***** PROVIDED INFORMATION *****
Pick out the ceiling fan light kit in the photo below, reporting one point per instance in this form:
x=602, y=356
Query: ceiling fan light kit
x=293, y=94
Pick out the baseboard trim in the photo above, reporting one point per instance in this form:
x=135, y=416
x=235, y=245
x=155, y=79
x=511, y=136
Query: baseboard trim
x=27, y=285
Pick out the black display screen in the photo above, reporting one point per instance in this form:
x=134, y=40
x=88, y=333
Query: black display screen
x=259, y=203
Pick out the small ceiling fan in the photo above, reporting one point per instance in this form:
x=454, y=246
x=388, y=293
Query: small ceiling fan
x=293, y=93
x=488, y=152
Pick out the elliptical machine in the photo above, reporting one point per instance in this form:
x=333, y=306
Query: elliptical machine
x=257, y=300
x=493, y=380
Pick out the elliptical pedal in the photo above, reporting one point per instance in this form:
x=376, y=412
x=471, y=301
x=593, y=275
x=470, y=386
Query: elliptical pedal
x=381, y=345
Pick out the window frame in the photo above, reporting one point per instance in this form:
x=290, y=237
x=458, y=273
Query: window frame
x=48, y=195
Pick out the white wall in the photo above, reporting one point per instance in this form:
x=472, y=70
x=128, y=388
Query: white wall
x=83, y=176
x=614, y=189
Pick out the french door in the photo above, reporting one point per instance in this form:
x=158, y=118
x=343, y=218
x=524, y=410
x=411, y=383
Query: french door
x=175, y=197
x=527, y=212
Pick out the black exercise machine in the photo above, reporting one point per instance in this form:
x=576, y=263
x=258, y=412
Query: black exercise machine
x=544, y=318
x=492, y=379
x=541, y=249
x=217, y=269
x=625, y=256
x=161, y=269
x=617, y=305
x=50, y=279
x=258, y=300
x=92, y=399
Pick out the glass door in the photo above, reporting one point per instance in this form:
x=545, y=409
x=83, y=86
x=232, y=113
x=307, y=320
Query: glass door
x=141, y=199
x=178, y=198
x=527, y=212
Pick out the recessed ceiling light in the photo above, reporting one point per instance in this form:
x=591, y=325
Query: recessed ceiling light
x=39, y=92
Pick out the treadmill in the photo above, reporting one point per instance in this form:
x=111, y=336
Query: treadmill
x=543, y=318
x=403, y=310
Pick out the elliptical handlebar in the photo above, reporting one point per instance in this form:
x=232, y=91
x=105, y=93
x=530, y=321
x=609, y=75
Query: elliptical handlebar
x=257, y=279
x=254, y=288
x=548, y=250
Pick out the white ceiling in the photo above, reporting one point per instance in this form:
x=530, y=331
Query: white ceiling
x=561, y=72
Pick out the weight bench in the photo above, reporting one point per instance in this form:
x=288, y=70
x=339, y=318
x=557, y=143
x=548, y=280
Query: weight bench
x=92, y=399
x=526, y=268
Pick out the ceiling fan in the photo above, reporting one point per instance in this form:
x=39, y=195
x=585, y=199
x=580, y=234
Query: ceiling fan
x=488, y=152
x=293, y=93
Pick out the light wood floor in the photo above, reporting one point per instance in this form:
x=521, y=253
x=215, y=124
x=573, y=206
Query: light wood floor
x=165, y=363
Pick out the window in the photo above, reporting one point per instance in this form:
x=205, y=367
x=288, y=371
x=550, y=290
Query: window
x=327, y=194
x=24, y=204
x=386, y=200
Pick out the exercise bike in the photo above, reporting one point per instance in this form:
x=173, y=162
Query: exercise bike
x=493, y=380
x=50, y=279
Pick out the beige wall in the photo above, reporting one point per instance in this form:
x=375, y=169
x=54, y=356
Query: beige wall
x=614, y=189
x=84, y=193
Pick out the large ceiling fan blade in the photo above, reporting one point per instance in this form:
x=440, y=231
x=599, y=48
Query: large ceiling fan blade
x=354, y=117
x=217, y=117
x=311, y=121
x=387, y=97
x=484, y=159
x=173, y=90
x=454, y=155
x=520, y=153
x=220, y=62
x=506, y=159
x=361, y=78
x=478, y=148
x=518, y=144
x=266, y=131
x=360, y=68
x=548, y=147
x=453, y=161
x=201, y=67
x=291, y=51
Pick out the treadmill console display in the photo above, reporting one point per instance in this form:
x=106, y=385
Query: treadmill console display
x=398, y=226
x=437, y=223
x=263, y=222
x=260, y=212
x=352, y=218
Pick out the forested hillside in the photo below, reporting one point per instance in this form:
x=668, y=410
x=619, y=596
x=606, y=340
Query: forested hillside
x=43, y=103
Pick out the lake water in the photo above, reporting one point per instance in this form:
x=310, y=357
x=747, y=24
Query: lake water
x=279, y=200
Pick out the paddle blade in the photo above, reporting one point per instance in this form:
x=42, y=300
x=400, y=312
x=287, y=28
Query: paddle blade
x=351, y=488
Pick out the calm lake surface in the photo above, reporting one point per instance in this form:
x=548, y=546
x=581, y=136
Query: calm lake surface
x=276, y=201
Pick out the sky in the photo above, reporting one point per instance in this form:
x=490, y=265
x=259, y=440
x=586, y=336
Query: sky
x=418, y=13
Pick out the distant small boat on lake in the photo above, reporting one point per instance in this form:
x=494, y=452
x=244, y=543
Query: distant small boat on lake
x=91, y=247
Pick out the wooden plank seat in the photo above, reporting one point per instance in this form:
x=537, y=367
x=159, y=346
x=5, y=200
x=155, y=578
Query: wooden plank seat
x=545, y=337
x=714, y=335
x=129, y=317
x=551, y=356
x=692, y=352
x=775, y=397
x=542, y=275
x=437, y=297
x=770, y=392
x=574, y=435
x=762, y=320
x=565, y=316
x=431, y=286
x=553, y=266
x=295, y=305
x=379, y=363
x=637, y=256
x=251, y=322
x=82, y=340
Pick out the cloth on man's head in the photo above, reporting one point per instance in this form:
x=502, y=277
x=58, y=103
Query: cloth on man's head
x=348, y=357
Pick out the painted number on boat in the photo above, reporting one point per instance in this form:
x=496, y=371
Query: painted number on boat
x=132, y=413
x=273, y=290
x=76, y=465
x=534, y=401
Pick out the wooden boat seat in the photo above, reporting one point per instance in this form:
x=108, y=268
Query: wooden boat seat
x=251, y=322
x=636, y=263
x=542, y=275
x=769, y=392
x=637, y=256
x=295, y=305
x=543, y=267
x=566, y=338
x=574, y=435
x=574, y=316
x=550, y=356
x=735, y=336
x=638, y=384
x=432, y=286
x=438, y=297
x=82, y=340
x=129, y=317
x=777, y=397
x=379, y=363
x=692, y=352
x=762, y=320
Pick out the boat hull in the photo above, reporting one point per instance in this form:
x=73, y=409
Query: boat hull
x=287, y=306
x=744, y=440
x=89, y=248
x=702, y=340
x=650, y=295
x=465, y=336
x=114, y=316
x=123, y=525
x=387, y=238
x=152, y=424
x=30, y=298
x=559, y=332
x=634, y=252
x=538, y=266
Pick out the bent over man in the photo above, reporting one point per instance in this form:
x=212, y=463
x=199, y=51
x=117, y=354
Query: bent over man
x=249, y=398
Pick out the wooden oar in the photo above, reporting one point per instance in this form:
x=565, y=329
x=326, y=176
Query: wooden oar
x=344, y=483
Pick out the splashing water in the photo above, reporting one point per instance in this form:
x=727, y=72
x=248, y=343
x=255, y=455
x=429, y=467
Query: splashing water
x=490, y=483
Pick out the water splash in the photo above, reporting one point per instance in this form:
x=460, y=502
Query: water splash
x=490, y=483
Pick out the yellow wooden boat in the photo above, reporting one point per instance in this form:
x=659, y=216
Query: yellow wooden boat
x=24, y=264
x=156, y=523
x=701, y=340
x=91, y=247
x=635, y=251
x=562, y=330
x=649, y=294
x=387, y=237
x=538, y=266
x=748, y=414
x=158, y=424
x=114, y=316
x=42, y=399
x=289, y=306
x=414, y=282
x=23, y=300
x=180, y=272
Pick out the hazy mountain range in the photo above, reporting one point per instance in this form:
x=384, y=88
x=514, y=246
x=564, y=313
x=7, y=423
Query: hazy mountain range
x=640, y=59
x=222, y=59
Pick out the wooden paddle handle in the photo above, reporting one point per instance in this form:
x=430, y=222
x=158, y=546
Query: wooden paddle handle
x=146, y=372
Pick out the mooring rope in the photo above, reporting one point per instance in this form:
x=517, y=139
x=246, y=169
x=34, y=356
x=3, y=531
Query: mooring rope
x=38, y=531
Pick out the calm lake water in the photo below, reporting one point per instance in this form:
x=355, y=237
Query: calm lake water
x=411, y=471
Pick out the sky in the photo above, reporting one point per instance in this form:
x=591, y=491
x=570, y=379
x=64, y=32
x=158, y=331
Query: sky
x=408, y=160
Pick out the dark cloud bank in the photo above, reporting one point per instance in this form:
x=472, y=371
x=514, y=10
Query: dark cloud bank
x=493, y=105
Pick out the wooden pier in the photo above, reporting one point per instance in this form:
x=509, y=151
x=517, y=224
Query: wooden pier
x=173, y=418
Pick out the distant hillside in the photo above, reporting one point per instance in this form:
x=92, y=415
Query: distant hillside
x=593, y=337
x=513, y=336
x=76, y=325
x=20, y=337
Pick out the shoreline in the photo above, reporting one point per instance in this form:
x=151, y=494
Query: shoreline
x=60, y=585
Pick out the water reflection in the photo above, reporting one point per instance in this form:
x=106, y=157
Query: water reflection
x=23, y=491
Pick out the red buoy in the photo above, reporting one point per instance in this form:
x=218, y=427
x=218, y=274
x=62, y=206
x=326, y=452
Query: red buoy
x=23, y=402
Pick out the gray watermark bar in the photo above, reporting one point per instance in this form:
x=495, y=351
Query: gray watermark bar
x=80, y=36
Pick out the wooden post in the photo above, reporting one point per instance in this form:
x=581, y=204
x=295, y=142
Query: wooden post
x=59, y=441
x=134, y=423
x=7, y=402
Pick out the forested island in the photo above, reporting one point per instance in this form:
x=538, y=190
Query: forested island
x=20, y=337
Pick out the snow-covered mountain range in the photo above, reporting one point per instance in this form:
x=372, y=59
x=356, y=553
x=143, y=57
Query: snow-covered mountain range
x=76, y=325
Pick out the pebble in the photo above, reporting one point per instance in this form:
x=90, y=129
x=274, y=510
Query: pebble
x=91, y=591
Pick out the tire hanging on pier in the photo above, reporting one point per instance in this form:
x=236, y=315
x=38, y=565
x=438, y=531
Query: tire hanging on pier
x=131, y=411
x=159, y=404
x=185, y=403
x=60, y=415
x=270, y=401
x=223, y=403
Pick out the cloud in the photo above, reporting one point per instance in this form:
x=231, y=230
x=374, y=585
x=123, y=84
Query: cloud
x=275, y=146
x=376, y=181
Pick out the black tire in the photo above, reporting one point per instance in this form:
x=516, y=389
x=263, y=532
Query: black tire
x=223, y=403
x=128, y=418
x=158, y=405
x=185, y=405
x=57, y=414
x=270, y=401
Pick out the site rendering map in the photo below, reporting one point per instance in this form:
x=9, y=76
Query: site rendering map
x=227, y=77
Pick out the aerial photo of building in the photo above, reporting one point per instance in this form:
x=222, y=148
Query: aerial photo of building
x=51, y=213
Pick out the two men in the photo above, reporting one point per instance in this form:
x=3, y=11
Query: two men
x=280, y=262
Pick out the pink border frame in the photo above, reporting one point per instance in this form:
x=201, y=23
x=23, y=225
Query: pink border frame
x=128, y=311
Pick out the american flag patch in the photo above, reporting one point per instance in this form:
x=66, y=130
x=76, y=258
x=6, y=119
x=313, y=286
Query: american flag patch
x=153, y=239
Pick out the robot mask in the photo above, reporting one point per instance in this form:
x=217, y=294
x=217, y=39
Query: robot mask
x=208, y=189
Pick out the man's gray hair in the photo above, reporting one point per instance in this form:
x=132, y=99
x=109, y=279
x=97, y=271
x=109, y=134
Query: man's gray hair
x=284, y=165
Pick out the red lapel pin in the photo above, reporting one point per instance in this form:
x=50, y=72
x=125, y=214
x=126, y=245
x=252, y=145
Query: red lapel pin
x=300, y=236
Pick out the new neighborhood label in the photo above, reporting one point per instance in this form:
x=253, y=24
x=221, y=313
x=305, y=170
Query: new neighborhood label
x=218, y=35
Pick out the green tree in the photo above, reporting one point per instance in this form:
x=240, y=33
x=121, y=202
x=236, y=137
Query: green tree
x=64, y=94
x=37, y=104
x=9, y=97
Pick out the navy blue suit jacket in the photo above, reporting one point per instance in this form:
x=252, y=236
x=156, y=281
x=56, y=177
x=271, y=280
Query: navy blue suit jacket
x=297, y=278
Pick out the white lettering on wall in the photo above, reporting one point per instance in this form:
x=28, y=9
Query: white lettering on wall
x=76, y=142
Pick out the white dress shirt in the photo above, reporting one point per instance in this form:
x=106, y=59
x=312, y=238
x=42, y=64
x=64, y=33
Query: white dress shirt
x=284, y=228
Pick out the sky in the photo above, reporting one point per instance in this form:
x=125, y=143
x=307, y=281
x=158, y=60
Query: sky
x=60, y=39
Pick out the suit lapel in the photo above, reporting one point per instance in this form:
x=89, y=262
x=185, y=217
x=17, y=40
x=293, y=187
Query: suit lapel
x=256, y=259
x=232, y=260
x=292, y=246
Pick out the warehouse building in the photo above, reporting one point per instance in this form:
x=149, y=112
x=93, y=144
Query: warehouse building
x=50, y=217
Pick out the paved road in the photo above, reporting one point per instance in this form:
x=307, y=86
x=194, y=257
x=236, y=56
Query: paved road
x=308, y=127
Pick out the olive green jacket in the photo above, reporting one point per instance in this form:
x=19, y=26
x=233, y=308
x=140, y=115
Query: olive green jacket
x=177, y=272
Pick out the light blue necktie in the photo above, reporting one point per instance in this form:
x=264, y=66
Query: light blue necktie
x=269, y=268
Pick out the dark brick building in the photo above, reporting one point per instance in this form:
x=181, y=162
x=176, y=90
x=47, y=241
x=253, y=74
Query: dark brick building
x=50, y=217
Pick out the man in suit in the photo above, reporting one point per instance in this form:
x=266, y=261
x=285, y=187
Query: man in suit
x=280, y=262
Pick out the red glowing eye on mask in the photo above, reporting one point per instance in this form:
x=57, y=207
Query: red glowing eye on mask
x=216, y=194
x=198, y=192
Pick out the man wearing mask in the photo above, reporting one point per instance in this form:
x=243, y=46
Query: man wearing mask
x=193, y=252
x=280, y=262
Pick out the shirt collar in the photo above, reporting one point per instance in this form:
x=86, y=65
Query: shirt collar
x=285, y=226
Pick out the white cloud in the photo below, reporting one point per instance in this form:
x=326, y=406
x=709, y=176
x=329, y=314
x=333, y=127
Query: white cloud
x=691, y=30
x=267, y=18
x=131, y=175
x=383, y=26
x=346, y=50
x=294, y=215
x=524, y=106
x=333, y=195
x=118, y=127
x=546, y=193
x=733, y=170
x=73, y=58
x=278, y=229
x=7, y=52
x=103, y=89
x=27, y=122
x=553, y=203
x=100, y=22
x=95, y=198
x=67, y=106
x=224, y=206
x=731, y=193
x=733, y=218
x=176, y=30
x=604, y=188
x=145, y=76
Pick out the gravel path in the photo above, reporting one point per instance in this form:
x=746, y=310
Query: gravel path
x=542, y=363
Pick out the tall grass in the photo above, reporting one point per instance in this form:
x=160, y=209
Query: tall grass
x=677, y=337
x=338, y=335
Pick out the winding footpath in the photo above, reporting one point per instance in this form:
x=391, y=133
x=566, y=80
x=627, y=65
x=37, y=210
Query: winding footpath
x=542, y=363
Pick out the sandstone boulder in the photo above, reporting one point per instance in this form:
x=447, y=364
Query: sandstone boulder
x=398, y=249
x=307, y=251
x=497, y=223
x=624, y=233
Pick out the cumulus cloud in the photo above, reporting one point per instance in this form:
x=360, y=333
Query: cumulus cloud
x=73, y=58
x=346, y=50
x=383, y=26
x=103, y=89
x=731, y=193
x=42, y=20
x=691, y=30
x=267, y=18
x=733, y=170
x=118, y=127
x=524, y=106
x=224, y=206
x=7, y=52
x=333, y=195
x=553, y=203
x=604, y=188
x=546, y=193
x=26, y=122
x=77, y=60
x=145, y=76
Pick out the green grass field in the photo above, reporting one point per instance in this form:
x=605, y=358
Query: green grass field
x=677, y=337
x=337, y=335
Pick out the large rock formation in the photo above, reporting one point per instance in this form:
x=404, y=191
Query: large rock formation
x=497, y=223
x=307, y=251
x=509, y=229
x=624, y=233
*****
Wherever the string "below" appears in the entries, copy that line.

• EXERCISE RESULT
Pick out the ceiling fan light kit in the photo below, reporting one point per instance in this form:
Pick out the forested hillside in the photo below, reporting one point per instance in this form:
Pick out the calm lake water in the photo below, reporting one point per instance in this form:
Pick out the site rendering map in the photo below, reporting one point per instance in this form:
Pick out the white cloud in the photo below, reporting one point per instance in this form:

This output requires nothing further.